Written request →
List every line of the material below that contains the word "sand", copying each one in full.

Data for processing →
· · ·
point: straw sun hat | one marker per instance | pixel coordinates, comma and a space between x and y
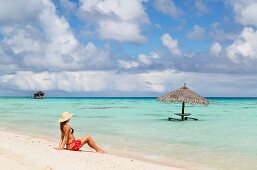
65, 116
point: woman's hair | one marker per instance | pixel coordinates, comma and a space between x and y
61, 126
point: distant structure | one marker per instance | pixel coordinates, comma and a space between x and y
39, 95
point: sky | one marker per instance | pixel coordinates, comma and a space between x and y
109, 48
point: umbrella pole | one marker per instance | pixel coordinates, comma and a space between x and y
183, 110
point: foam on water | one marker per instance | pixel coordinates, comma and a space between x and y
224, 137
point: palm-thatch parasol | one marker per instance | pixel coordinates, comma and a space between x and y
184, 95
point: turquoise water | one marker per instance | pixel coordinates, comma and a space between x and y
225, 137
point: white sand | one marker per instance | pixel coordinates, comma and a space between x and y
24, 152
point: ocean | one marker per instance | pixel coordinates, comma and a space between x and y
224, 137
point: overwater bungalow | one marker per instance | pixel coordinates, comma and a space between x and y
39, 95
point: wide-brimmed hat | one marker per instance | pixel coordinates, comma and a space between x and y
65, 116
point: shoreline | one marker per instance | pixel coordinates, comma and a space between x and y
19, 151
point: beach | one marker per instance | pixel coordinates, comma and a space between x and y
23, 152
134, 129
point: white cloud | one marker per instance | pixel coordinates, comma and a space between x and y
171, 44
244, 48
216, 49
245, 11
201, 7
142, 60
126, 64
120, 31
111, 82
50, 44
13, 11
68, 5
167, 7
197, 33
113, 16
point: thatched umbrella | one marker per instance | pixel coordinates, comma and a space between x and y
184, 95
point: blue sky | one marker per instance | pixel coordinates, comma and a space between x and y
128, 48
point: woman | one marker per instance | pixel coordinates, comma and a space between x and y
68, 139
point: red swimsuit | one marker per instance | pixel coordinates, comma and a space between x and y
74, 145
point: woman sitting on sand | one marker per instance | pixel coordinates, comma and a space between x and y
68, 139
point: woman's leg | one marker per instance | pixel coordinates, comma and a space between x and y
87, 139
· · ·
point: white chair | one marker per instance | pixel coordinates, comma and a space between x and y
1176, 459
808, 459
· · ·
The reply →
point: white sand | one marker per instance | pixel coordinates, comma and a space between x and y
point: woman sitting on sand | one marker per instance | pixel coordinates, comma and a space between x and y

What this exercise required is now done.